Return, unchanged, every line of the items from the one containing "the black trouser." through the last line of the items, inclusive.

** Start of Records shown **

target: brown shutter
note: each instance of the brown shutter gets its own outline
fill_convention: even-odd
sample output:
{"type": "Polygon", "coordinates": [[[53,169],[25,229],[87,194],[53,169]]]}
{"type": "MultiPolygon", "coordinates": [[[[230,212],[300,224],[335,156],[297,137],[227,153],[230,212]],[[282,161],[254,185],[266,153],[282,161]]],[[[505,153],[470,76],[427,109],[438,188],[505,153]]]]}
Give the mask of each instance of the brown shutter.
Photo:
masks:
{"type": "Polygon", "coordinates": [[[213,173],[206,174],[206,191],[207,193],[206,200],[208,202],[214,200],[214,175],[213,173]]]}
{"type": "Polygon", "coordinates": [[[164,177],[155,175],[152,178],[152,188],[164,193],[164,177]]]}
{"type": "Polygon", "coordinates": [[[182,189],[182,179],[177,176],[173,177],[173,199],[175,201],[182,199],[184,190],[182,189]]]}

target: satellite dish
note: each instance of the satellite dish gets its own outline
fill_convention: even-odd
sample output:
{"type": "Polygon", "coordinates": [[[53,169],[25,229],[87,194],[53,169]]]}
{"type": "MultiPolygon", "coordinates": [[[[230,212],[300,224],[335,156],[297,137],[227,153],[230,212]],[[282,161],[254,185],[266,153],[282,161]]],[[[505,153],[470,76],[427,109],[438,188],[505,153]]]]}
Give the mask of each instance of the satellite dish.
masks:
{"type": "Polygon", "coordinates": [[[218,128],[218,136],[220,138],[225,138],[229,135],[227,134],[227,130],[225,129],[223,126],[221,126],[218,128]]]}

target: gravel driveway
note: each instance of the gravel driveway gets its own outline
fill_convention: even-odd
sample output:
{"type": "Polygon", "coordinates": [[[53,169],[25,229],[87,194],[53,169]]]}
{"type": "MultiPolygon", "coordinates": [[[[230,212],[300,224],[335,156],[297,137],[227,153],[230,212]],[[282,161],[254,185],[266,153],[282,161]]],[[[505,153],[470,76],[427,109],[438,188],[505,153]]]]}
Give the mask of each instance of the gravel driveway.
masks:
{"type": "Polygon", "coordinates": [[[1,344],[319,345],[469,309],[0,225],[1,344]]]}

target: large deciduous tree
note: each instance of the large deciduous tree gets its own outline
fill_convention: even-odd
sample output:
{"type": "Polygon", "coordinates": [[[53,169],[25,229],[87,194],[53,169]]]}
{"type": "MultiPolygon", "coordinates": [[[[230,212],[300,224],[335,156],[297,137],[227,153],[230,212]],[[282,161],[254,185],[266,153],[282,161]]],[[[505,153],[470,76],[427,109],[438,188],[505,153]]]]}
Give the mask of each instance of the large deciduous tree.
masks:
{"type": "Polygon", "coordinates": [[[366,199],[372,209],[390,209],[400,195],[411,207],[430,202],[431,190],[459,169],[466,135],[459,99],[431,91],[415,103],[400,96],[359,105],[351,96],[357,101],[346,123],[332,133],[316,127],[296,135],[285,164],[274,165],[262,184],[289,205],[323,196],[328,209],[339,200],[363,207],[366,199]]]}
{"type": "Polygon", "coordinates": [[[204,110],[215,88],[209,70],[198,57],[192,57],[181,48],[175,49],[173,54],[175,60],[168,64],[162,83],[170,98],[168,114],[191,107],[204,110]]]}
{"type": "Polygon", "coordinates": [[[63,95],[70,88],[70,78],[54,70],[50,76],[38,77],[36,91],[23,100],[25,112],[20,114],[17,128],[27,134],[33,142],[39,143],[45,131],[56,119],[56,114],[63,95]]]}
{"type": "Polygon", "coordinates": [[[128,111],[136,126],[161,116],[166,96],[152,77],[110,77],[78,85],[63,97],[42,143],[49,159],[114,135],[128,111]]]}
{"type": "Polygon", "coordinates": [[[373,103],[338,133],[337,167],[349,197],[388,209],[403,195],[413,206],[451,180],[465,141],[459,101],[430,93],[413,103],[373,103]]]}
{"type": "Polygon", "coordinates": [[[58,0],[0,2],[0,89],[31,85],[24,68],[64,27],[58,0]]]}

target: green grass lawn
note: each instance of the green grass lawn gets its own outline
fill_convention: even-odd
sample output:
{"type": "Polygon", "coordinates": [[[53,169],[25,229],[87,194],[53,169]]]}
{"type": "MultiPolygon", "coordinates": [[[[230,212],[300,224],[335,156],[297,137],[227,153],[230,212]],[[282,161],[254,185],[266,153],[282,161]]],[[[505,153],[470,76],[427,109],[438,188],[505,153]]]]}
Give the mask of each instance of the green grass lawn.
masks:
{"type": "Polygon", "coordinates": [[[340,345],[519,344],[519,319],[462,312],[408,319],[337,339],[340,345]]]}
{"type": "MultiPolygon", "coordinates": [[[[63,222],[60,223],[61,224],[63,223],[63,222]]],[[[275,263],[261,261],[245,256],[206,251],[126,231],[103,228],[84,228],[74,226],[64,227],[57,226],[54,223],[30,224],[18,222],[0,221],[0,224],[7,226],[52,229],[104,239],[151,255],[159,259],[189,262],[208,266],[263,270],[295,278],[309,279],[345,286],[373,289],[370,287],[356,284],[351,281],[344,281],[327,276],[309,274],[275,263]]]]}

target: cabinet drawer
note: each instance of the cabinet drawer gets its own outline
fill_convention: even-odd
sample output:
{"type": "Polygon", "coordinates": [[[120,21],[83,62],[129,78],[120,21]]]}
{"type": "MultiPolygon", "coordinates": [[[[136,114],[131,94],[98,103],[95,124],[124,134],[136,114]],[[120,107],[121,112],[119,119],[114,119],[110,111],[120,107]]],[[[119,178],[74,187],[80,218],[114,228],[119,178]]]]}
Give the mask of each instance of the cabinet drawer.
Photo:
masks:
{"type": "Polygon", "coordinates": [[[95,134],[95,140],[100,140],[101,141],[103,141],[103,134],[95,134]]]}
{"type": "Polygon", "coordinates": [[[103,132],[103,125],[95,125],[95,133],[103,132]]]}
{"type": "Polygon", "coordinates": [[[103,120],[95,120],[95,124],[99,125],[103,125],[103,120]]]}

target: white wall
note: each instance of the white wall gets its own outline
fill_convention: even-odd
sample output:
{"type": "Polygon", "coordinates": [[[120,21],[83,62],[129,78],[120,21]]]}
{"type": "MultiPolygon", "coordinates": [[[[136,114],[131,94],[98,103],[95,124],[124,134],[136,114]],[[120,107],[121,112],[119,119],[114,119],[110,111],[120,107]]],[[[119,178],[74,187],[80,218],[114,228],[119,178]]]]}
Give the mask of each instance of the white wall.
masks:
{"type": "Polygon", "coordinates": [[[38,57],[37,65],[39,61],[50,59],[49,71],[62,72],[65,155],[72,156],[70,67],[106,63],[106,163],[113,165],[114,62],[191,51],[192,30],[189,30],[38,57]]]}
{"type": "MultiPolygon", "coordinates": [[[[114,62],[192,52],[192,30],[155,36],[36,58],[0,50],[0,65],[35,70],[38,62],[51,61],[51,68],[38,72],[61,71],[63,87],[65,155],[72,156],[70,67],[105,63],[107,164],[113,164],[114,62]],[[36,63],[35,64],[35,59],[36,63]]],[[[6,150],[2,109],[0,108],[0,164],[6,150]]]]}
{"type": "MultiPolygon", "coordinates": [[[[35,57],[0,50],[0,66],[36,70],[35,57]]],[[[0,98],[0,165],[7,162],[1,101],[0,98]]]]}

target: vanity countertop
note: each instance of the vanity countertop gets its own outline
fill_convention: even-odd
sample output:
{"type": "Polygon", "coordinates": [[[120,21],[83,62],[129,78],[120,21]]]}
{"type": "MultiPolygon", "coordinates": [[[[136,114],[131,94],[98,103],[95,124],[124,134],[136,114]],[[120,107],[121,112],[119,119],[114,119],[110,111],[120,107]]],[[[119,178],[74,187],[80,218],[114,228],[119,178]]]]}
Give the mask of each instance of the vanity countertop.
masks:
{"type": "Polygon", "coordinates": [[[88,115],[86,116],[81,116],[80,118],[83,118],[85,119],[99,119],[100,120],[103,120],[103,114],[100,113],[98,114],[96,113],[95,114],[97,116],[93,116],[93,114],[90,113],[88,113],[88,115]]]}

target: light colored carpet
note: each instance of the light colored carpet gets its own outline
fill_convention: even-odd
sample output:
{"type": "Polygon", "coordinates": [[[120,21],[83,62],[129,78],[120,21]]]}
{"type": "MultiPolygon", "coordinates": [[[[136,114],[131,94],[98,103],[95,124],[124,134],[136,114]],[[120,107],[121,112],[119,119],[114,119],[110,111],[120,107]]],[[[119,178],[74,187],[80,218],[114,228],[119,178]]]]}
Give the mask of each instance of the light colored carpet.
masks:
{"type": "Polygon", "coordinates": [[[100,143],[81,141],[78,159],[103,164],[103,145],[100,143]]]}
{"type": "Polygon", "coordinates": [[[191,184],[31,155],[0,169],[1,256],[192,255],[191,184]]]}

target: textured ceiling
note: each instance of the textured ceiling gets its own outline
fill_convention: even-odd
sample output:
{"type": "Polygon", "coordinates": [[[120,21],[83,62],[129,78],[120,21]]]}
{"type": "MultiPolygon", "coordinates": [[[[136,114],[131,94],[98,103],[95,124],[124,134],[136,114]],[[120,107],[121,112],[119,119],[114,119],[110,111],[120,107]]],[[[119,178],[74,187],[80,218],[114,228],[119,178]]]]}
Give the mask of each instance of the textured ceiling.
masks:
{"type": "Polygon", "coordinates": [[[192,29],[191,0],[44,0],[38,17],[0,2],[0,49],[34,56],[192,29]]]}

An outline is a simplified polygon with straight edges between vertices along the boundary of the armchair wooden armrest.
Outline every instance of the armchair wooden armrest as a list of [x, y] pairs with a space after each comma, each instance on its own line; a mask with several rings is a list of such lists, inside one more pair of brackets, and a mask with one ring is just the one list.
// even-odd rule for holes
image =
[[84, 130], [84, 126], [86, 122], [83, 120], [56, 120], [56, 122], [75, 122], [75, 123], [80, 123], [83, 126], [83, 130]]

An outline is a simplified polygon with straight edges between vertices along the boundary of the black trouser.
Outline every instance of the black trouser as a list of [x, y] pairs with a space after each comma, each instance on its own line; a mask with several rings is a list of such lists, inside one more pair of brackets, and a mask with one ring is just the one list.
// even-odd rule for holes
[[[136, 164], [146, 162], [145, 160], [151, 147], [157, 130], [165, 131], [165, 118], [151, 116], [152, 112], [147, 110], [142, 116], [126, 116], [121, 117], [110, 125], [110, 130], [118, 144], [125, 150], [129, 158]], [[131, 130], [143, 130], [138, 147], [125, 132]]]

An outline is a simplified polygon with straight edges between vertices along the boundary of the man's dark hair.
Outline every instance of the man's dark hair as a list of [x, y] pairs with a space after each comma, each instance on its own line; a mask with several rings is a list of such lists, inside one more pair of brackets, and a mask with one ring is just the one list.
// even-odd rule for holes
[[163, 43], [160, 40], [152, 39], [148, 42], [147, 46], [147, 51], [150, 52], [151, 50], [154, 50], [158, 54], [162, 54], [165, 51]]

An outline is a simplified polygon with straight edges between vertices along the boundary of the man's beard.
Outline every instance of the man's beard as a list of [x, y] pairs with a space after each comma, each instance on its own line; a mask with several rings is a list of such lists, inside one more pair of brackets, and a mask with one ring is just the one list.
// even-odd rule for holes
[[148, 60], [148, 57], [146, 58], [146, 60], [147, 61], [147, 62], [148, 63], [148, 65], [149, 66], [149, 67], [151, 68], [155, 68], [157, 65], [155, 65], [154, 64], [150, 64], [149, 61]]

** End of Records shown **

→ **Written reply**
An outline is a simplified polygon with straight edges between vertices along the boundary of the black trouser.
Outline every instance of the black trouser as a list of [x, y] pairs with a space after each comma, each instance on its own line; a mask with several rings is a list of such lists, inside one more pair of brackets, and a mask with one ring is just the one list.
// even-odd rule for holes
[[[136, 164], [146, 162], [145, 160], [151, 147], [157, 130], [165, 131], [165, 118], [151, 116], [152, 112], [147, 110], [142, 116], [126, 116], [121, 117], [110, 125], [110, 130], [118, 144], [125, 150], [129, 158]], [[131, 130], [143, 130], [138, 147], [125, 132]]]

An outline is a simplified polygon with straight edges between vertices along the boundary of the man's dark hair.
Outline every instance of the man's dark hair as a list of [x, y] pairs with a space after each comma, each instance on its own line; a mask with several rings is a list of such lists, inside one more pair of brackets, and a mask with one ring is just the one list.
// even-odd rule for holes
[[163, 43], [160, 40], [152, 39], [148, 42], [147, 46], [147, 51], [150, 52], [151, 50], [154, 50], [158, 54], [162, 54], [165, 51]]

An outline is a simplified polygon with straight edges between vertices along the boundary of the man's beard.
Outline every instance of the man's beard as a list of [x, y] pairs with a space after each comma, each instance on its own line; a mask with several rings is a list of such lists, inside one more pair of brackets, and a mask with one ring is just the one list.
// even-odd rule for holes
[[148, 60], [148, 57], [146, 58], [146, 60], [147, 61], [147, 62], [148, 63], [148, 65], [149, 66], [149, 67], [151, 68], [155, 68], [157, 65], [155, 65], [154, 64], [150, 64], [149, 61]]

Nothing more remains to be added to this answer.